-- Short problem 1 --
According to the opening paragraph of the guest-post page, which places has Christie Purifoy called home before the Pennsylvania farmhouse? List them all.

-- Page extract --
Christie Purifoy has called the city, the suburbs, and the countryside home, but it was an old red brick farmhouse in Pennsylvania that finally convinced her the trees really do sing songs of joy, and we are—always and in every place—invited to join in. Her lyrical new book Placemaker is a call to tend the soul, the land, and the places we share with one another. As Christie discovered, if you tend the land with others in mind, you might just find grace growing in a garden. It’s a grace to welcome Christie to the farm’s front porch today…

guest post by Christie Purifoy

It isn’t easy to spend money and have only flowers to show for it.

It isn’t like a donation to a charity. It isn’t like a deposit in a savings account. A flower isn’t even a carrot. I cannot fill my stew pot with flowers.

That first winter of our flower garden dream, the balance on our bank statement dwindled with the purchase of each bare-root rose and lily bulb, yet the view from the parlor window remained the same: bleak and brown.

[Dataset excerpts on object pointing]
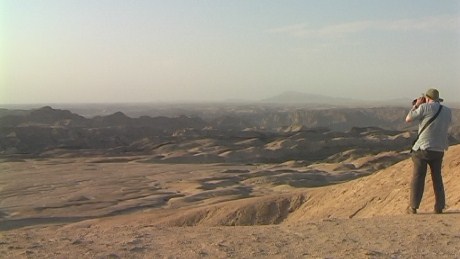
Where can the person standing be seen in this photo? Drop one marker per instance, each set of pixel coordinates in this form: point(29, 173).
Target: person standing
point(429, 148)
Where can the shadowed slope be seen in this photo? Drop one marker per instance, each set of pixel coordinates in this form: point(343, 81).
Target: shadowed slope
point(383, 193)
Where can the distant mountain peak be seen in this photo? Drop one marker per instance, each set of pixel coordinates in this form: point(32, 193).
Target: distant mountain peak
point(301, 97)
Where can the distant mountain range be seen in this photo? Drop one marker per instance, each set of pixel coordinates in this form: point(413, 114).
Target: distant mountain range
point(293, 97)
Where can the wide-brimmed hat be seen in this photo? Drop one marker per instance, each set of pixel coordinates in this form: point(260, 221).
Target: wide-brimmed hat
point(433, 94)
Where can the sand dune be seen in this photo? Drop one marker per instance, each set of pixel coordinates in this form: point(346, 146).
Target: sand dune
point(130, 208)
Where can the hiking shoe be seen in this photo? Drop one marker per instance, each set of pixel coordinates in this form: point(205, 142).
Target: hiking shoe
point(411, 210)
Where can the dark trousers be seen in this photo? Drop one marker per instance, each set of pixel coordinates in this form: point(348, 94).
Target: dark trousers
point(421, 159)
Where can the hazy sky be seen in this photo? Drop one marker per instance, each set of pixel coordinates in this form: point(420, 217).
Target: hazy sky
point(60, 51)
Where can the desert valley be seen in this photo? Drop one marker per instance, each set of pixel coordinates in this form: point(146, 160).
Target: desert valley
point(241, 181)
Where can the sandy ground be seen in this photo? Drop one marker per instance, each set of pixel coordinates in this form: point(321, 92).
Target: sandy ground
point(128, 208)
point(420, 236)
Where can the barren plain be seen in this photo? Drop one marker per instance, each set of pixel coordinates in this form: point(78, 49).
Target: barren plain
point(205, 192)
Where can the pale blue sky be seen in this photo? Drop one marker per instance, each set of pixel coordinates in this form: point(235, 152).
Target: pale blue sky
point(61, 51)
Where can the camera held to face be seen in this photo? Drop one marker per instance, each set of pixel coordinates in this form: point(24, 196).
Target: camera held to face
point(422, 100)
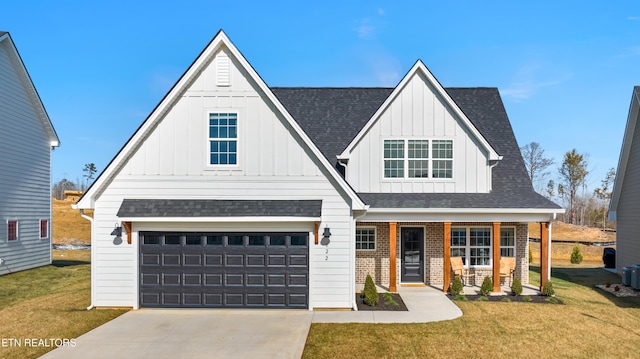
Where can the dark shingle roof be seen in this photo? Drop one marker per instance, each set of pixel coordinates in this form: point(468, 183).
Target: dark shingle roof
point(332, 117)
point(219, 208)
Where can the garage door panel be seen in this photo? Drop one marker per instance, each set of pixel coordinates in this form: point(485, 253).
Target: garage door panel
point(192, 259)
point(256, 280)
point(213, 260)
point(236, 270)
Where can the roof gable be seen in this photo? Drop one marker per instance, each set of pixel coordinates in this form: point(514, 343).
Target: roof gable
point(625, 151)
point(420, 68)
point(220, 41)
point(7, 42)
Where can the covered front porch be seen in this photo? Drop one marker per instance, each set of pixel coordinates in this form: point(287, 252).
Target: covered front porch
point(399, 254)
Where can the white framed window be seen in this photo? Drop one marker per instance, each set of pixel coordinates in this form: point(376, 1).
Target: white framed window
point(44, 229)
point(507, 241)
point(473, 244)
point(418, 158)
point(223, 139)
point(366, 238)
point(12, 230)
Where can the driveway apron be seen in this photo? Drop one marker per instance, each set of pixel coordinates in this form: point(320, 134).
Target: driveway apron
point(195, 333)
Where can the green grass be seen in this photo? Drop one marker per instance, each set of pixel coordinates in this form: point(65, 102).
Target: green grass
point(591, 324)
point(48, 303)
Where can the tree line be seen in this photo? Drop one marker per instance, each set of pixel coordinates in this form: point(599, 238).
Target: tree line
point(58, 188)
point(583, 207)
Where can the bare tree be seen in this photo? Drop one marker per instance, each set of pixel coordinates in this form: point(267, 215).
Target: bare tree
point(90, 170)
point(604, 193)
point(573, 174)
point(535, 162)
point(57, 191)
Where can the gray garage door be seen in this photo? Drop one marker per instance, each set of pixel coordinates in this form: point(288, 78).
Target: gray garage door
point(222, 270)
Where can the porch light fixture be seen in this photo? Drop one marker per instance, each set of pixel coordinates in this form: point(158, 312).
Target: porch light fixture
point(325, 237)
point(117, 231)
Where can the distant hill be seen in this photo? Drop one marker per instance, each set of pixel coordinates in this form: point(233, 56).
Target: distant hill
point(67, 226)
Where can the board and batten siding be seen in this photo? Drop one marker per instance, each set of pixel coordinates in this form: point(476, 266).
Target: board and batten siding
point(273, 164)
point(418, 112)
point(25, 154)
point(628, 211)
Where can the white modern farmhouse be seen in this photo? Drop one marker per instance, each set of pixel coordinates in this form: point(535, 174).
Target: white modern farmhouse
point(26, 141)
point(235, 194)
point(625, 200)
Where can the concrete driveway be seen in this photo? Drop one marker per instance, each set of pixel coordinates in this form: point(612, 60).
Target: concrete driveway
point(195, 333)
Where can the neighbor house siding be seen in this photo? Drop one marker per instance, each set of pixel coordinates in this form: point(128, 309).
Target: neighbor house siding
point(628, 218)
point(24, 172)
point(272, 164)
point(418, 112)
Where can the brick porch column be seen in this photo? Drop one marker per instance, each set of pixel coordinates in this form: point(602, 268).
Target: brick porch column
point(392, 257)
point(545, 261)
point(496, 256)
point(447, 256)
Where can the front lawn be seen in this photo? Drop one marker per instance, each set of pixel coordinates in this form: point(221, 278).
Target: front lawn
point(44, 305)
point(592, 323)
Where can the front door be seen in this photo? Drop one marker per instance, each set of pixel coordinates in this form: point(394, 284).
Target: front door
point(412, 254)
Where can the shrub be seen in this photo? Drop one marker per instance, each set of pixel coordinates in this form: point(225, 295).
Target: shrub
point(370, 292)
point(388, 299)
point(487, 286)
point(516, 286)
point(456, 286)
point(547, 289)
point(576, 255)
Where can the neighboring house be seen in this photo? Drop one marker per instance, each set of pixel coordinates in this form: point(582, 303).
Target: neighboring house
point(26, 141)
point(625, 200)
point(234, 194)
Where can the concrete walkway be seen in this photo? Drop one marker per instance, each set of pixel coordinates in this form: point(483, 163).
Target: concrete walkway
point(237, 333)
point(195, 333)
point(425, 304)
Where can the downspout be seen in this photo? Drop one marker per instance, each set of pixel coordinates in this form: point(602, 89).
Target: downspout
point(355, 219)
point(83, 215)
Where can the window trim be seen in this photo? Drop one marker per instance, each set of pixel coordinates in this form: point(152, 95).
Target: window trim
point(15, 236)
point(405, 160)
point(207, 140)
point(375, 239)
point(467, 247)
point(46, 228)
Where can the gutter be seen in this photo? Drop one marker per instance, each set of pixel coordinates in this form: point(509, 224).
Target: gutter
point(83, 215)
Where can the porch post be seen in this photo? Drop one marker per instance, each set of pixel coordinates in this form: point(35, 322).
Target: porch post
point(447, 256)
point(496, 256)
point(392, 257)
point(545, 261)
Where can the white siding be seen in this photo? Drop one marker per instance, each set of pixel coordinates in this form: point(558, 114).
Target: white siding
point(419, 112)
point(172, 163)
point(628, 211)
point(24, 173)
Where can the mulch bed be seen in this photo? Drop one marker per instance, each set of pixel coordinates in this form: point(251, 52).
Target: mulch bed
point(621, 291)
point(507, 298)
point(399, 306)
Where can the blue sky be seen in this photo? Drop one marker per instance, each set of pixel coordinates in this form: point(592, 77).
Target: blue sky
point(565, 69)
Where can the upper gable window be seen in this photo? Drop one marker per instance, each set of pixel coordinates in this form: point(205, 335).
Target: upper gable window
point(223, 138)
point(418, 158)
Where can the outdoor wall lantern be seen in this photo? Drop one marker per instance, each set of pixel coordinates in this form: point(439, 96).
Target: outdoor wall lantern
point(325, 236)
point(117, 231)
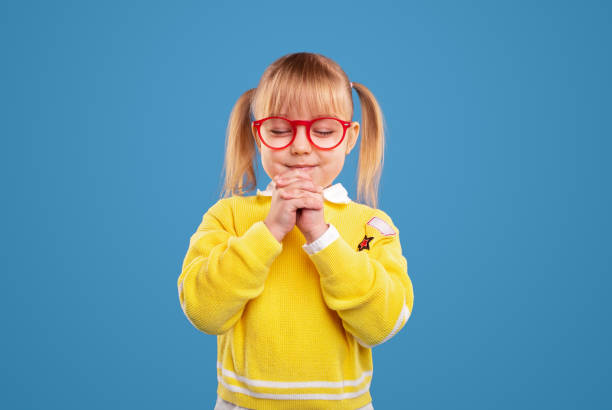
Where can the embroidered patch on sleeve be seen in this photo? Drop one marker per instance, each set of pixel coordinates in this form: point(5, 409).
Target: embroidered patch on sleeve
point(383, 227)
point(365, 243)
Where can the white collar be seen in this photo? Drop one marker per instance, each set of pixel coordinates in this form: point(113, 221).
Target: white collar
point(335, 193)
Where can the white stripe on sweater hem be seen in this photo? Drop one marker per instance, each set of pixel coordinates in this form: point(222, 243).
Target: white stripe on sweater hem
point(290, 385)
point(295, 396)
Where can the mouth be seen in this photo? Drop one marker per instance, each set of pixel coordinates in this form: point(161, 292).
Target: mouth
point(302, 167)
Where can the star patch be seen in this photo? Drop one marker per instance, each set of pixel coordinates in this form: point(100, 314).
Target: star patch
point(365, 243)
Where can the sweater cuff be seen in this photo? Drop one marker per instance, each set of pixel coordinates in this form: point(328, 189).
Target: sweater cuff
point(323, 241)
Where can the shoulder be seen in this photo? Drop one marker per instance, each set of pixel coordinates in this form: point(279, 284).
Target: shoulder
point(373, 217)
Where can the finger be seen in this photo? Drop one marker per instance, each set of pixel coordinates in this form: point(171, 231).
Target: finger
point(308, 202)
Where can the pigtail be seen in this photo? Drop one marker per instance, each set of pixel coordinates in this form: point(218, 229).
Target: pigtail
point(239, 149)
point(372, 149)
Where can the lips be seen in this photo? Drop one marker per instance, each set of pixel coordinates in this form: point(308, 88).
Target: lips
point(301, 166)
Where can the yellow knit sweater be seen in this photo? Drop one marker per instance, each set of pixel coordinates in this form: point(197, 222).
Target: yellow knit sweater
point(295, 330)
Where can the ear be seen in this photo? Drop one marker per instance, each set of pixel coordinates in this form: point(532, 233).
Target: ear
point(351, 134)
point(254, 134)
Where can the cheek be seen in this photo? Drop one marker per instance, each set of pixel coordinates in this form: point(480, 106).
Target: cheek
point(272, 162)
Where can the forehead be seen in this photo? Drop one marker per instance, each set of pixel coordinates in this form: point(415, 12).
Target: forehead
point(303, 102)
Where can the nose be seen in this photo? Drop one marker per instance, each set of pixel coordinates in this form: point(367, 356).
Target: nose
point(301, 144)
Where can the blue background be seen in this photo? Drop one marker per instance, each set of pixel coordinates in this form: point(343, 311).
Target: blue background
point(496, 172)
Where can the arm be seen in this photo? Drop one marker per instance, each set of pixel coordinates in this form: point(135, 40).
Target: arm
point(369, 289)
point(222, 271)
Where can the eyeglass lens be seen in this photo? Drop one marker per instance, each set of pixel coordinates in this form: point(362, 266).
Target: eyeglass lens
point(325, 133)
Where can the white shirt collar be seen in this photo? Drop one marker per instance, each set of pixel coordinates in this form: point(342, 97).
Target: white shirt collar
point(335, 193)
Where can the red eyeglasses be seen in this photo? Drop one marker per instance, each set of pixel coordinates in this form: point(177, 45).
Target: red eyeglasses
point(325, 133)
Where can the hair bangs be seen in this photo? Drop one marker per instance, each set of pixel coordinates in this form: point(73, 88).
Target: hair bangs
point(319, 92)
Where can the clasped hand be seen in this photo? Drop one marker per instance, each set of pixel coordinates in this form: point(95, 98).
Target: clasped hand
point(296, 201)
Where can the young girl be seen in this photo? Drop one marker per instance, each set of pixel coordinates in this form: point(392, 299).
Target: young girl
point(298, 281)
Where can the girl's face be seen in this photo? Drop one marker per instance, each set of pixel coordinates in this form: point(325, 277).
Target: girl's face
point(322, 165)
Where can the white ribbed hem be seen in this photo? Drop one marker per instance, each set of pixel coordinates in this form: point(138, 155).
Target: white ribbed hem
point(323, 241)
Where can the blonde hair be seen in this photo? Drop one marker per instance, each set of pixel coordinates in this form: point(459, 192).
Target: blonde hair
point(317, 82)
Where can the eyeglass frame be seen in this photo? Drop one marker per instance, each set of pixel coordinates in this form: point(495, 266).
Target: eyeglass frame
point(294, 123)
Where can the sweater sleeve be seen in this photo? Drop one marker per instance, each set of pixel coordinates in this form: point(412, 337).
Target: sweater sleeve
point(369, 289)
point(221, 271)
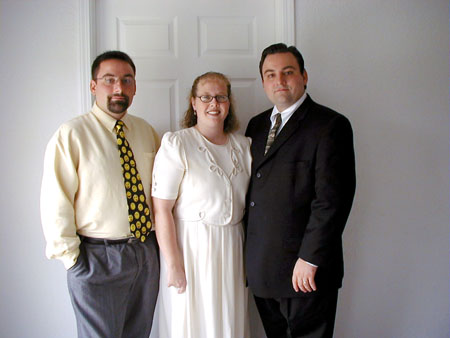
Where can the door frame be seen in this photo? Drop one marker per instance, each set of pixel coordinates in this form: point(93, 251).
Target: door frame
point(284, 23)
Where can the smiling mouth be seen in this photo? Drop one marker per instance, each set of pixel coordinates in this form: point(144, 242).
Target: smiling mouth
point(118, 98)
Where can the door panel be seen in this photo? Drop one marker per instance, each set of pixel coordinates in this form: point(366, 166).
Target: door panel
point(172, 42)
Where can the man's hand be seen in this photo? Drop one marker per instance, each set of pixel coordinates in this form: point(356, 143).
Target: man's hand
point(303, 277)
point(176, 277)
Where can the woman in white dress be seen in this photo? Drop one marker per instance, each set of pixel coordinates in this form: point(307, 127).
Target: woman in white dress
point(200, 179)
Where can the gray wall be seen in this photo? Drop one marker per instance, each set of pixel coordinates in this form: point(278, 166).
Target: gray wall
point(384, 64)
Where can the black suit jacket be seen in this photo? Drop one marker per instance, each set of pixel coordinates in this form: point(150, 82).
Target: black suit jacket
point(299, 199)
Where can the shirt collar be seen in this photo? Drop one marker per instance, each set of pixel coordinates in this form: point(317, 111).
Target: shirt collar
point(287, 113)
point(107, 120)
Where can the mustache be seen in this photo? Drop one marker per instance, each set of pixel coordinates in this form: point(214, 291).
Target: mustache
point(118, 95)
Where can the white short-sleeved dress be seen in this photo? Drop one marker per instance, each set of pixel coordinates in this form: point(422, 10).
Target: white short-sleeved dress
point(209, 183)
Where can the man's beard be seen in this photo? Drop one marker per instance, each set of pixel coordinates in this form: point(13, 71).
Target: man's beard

-- Short problem 2 --
Recast the records as a two-column CSV with the columns request and point, covering everything from the start of the records down to the line containing "point(301, 97)", both ends included. Give one row per request, put each value in a single quoted field with line breaks turned into spaces, and leave out the pictures.

-- Reply 1 --
- the city
- the suburbs
- the countryside

-- Reply 2 --
request,point
"Where can the person standing be seen in this photo? Drop one marker per instance, each set of pixel coordinates in this form: point(29, 173). Target: person standing","point(429, 148)"
"Where can the shadowed slope be seen in this photo? Drop one marker per instance, each set of pixel coordinates in this form: point(343, 81). Target: shadowed slope","point(383, 193)"
"Where can the distant mountain peak be seen in this photo? Drop one marker per instance, each set of pixel coordinates in this form: point(32, 193). Target: distant mountain peak","point(301, 97)"